**Assignment:** Write out the stretch of lines below that begins at the line with "Category: rock" and ends at the line with "Category: yucca plant", including both, exactly as given and nothing more.

*** Given records ***

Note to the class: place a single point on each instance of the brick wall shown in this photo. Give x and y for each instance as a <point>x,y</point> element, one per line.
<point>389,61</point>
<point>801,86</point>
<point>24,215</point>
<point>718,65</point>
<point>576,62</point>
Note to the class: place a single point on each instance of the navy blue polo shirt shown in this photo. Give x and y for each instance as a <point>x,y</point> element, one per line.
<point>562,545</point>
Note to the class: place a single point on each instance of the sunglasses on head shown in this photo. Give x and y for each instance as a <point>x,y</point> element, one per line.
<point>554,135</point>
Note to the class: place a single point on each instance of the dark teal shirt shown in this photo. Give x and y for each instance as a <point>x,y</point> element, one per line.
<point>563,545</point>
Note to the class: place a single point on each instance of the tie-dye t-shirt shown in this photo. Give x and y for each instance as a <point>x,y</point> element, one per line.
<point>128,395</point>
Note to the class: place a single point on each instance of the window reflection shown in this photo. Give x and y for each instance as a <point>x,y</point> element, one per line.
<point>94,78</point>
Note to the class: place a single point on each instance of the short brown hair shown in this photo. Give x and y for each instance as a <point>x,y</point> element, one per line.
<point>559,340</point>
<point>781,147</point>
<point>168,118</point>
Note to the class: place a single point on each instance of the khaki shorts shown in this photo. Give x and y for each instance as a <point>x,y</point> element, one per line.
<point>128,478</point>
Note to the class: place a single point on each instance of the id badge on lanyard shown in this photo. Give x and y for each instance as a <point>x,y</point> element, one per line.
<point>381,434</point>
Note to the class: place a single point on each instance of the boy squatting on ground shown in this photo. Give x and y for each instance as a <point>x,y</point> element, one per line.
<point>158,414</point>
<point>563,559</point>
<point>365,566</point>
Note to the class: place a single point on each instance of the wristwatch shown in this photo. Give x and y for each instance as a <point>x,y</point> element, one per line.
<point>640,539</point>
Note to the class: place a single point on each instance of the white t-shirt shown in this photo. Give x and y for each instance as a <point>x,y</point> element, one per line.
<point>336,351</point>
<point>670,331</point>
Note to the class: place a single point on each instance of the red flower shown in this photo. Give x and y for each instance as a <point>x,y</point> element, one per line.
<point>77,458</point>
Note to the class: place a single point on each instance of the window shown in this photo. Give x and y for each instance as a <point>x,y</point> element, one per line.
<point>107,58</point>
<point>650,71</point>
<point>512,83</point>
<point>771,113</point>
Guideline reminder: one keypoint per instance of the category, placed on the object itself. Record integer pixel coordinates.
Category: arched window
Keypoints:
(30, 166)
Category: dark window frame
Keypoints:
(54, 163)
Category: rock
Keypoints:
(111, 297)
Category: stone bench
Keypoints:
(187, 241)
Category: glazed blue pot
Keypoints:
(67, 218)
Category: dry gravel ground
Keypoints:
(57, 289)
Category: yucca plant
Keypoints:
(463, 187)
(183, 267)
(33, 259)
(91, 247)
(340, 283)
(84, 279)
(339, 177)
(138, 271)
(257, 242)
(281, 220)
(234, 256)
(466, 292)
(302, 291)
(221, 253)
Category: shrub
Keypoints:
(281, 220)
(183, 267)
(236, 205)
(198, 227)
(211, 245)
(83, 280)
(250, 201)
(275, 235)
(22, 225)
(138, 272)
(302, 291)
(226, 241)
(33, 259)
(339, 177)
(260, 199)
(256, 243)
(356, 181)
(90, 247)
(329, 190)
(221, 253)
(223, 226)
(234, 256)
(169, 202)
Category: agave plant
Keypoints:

*** End of Given records ***

**Task result:**
Category: rock
Keypoints:
(111, 297)
Category: stone bench
Keypoints:
(187, 241)
Category: glazed blue pot
Keypoints:
(67, 218)
Category: dry gravel ground
Keypoints:
(57, 289)
Category: yucca plant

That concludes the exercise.